__Stored data__.

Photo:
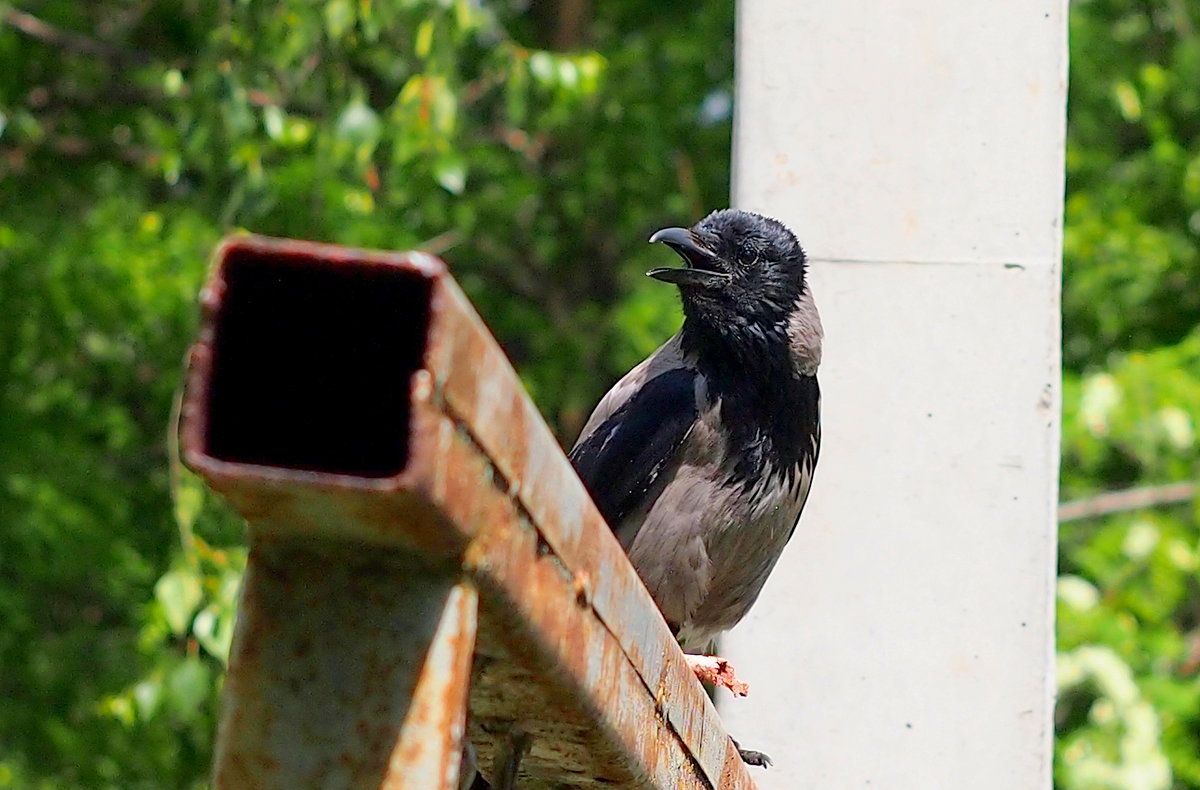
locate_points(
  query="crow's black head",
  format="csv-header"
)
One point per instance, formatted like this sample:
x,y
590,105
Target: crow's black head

__Given request__.
Reproduce every item above word for word, but leave out the pictures.

__Written solution__.
Photo:
locate_points(
  query="crow's black head",
  format="csv-header"
)
One point per instance, formatted like this sample:
x,y
590,105
Target: crow's black head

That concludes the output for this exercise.